(Goal):
Can you retype all of the material below line for line, with no changes to any wording, number, or punctuation?

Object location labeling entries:
# # # #

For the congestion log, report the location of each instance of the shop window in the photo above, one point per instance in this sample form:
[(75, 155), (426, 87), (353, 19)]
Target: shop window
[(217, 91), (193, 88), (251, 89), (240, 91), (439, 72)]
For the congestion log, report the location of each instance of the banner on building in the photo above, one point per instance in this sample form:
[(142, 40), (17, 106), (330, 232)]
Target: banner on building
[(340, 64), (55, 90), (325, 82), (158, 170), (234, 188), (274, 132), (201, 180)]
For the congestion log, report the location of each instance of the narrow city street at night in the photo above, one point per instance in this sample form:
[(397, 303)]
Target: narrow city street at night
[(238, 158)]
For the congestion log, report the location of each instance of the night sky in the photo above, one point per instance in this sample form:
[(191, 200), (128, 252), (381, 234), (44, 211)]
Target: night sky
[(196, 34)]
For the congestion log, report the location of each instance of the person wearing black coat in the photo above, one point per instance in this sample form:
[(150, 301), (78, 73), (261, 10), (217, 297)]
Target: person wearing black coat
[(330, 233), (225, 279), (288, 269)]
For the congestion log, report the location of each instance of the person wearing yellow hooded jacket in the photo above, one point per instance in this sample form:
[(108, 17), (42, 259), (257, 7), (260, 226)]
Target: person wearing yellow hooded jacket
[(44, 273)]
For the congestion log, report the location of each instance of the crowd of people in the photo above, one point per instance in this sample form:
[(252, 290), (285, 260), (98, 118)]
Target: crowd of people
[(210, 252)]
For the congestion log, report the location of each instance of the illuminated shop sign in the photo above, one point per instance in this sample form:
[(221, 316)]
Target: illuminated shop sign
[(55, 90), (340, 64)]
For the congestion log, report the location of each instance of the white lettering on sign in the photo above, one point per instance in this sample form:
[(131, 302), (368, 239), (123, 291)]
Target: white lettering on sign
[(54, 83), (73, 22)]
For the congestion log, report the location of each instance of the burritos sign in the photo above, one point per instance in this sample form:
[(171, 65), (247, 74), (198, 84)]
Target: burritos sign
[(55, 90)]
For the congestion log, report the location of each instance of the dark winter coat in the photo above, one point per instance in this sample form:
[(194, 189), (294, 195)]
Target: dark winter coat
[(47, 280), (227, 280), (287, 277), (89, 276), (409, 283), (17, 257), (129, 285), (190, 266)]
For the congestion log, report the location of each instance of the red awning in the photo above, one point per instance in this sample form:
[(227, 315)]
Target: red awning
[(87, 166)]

# # # #

(Answer):
For the congestion log, report the location of each instance of the shop window in the photo above, one point per instance in this sample form:
[(75, 155), (426, 87), (353, 19)]
Target: shop window
[(217, 91), (193, 88), (251, 89), (240, 91), (439, 72)]
For the congestion log, report the location of each instance of the banner on building in the photo above, one point per instance in this sample form:
[(142, 40), (17, 106), (330, 232)]
Target: banner on building
[(340, 64), (55, 90), (325, 82), (158, 170), (234, 188), (274, 132), (201, 180)]
For the congestion log, report the location of each instance of the narrow city street at night in the photo above, one point per instance in this sample form:
[(397, 303)]
Target: narrow city street at night
[(238, 158)]
For the congestion log, report the location of each instance of the night sky in the photo above, one point per instance in this sample form:
[(191, 200), (128, 252), (381, 234), (44, 211)]
Target: night sky
[(196, 34)]
For the congestion log, report the location of each instance of the person wearing black coat in the photo above, one point per instance in this sample form:
[(150, 301), (78, 73), (261, 10), (217, 297)]
Target: person wearing black coat
[(330, 233), (225, 279), (288, 269)]
For the congestion log, report the location of each instance of the person wearing yellow hooded jacket in the photo above, one point per instance in this sample form:
[(108, 17), (42, 259), (257, 7), (260, 226)]
Target: person wearing yellow hooded jacket
[(44, 273)]
For the congestion log, report the location of each instance of the crowd of people in the photo above, one point per instance in this sample form:
[(252, 290), (285, 260), (98, 118)]
Target: crowd of people
[(210, 252)]
For the congestion log, report the location of each instance of the illuminated shop sign in the photo above, one point per instance in this sample form:
[(221, 316)]
Target: illuminated shop sign
[(55, 90), (340, 64)]
For the congestion log, report the location of each instance of the white lettering on sign in the photo above, one point per instance in this sample form:
[(131, 302), (368, 239), (123, 291)]
Target: white lettering on sign
[(54, 83), (73, 22)]
For the congestion log, report the location of each instance of the burritos sign in the photo above, one point per instance in this sample form:
[(171, 65), (247, 74), (198, 84)]
Target: burritos sign
[(55, 90)]
For the congestion log, report the location of each instance of the dark winter coat in the photo above, one point per instance in this sample form:
[(194, 189), (294, 195)]
Target: dark winter coat
[(47, 280), (227, 280), (287, 277), (89, 276), (409, 283), (17, 257), (129, 285), (190, 266)]
For the congestion log, report the location of each instance of the red awning in the photo above, one point per instance in this sample form:
[(227, 315)]
Target: red awning
[(87, 166)]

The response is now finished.